Material from a data source
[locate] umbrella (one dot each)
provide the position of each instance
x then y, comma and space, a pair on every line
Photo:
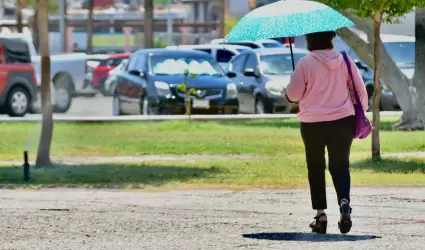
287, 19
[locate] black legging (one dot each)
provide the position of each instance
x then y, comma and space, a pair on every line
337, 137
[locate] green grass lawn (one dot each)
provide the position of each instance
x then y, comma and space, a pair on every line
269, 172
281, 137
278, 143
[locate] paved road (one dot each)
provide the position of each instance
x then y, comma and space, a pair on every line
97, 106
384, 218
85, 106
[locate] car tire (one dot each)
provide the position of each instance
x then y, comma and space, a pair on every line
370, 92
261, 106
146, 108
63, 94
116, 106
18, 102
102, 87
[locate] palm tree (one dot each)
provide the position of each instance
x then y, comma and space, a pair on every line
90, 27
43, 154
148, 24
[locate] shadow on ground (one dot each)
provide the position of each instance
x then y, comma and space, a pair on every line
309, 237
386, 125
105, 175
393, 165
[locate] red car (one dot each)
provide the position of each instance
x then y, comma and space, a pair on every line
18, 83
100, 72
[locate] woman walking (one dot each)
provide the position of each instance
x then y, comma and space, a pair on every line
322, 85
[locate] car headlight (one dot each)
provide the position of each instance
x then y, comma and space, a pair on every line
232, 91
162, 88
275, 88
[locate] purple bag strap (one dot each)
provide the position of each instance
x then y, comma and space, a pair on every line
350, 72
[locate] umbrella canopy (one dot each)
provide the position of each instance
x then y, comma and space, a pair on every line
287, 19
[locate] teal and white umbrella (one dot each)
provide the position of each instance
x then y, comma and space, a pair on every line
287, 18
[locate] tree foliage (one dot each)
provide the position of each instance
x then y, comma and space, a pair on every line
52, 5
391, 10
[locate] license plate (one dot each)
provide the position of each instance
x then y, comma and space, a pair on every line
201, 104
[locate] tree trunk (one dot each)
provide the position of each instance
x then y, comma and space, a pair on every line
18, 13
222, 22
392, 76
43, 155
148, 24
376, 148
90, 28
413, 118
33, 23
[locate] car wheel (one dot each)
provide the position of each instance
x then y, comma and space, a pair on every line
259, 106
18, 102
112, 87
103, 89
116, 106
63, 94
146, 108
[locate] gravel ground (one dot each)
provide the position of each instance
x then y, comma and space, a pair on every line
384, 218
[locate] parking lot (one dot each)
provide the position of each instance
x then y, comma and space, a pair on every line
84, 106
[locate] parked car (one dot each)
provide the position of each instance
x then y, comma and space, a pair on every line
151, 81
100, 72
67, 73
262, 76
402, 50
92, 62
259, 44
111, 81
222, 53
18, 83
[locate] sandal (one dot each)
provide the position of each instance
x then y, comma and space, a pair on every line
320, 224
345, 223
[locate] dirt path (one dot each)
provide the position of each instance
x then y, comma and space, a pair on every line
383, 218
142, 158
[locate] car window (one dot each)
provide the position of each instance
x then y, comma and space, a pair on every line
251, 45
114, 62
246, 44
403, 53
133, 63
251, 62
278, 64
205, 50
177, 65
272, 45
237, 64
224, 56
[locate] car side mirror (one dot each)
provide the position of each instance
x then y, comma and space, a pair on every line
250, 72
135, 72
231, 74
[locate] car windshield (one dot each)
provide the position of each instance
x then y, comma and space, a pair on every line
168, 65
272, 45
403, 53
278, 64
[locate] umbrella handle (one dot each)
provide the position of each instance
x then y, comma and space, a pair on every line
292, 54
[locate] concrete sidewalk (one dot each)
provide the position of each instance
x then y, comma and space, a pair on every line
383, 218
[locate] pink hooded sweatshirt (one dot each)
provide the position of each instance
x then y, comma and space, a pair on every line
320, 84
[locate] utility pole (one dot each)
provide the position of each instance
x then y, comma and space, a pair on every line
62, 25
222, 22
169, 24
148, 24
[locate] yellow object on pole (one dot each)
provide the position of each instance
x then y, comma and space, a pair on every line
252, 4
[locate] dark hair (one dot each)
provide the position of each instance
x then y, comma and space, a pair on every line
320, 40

Instructions to follow:
Recast all of the material above as a JSON list of strings, one string for each line. Leave out blank lines and the pictures.

Response to the exercise:
[
  "[locate] umbrella (one dot each)",
  "provide the position of each instance",
  "x then y, comma and space, a pair on every line",
  "Photo:",
  "287, 19",
  "[locate] black legging (one dot each)",
  "provide the position of each instance",
  "x then y, comma and space, a pair on every line",
  "337, 137",
  "[locate] green grass lawn (one dot each)",
  "provide the position of each instance",
  "x then y, comma and space, a pair on every line",
  "269, 172",
  "281, 137",
  "278, 143",
  "[locate] paved road (one dot each)",
  "provide the position of each instance",
  "x then y, comma and space, a pair on every line",
  "97, 106",
  "384, 218",
  "85, 106",
  "[locate] car tire (one dot each)",
  "provide the position of each instance",
  "x then y, comma and space, a pair on every line",
  "370, 92",
  "261, 106",
  "146, 108",
  "63, 94",
  "116, 106",
  "18, 102",
  "102, 87",
  "[locate] palm tree (one dot each)",
  "provide the position of each instance",
  "x then y, comma and space, a pair on every line",
  "90, 27",
  "43, 154",
  "148, 24",
  "[locate] shadow on ground (one dot each)",
  "provide the position of each instance",
  "x then y, comma and space, a pair on every line",
  "309, 237",
  "386, 125",
  "105, 175",
  "393, 165",
  "[locate] red car (one dot each)",
  "provide the position of each instance",
  "x then y, comma and space, a pair on every line",
  "18, 83",
  "100, 72",
  "[locate] woman walking (one dot each)",
  "provide the position of each instance",
  "x then y, comma and space, a pair on every line",
  "322, 85",
  "[locate] car headlight (one dot each)",
  "provide the position of each instance",
  "x then y, comma and space, a pair on every line",
  "232, 91",
  "162, 88",
  "275, 88",
  "[locate] purple bag strap (one dot each)",
  "provide the position of each instance",
  "x then y, comma and space, a pair on every line",
  "350, 72",
  "[locate] umbrella canopy (one dot each)",
  "provide the position of each instance",
  "x then y, comma and space, a pair on every line",
  "287, 19",
  "[locate] teal and white umbrella (one dot each)",
  "provide the position of each instance",
  "x then y, comma and space, a pair on every line",
  "287, 18",
  "[locate] tree foliage (one dot each)",
  "provide the position of each instance",
  "x then y, comma and space, a pair on every line",
  "52, 5",
  "391, 10",
  "[locate] license plate (one dot each)",
  "provide the position of each instance",
  "x then y, comma and space, a pair on every line",
  "201, 104",
  "[locate] tree trunk (one dot each)",
  "provide the position of each instance",
  "x then y, comma and space, a pair on every line",
  "18, 13",
  "222, 22",
  "392, 76",
  "43, 155",
  "148, 24",
  "376, 148",
  "90, 28",
  "413, 118",
  "33, 23",
  "[locate] car wheel (one dot each)",
  "provide the position of each instance",
  "x then y, comma and space, a pair on every line",
  "259, 106",
  "18, 102",
  "112, 87",
  "103, 89",
  "116, 106",
  "63, 94",
  "146, 108",
  "[locate] gravel ground (one dot each)",
  "provide the position of each instance",
  "x then y, comma and space, a pair on every line",
  "384, 218",
  "[locate] parking lot (one dot each)",
  "provide the position of each instance",
  "x then y, comma and space, a pair on every line",
  "84, 106",
  "[locate] parked car (one dot each)",
  "provide the position of each instance",
  "x then y, comma and space, a pair on every line",
  "151, 81",
  "100, 72",
  "67, 73",
  "262, 76",
  "402, 50",
  "92, 62",
  "259, 44",
  "111, 81",
  "222, 53",
  "18, 83",
  "[locate] sandal (one dot each)",
  "provide the position of each instance",
  "x then y, comma and space, a pair on every line",
  "320, 224",
  "345, 223",
  "[locate] dirt path (one dot each)",
  "provide the position of each instance",
  "x then y, comma and space, a pair on every line",
  "383, 218",
  "142, 158",
  "[locate] car window (one dot each)",
  "provide the position of each instance",
  "x then y, comma and space, a pair on every line",
  "251, 45",
  "114, 62",
  "246, 44",
  "403, 53",
  "133, 63",
  "251, 62",
  "278, 64",
  "205, 50",
  "177, 65",
  "272, 45",
  "237, 64",
  "224, 56",
  "[locate] car side mirror (one dot each)",
  "provide the position of each instance",
  "x then y, comma and space, a pair on every line",
  "250, 72",
  "135, 72",
  "231, 74",
  "[locate] car windshield (one dot each)",
  "provide the position of each instance",
  "x then y, comma and space, a pair on every line",
  "168, 65",
  "272, 45",
  "403, 53",
  "278, 64",
  "[locate] umbrella handle (one dot each)",
  "provide the position of each instance",
  "x then y, comma and space, a pair on every line",
  "292, 54",
  "[locate] concrete sidewalk (one dot each)",
  "provide the position of each instance",
  "x then y, comma and space, a pair on every line",
  "383, 218",
  "[locate] pink hooded sweatshirt (one dot each)",
  "provide the position of each instance",
  "x then y, comma and space, a pair on every line",
  "320, 84",
  "[locate] utility pole (one dot each)",
  "provide the position of each instance",
  "x then y, comma and space, a pair on every line",
  "62, 25",
  "222, 22",
  "169, 24",
  "148, 24",
  "[locate] yellow object on pole (one dot each)",
  "provide the position of each instance",
  "x then y, comma and space, a pair on every line",
  "252, 4",
  "[locate] dark hair (one dot each)",
  "provide the position of each instance",
  "x then y, comma and space, a pair on every line",
  "320, 40"
]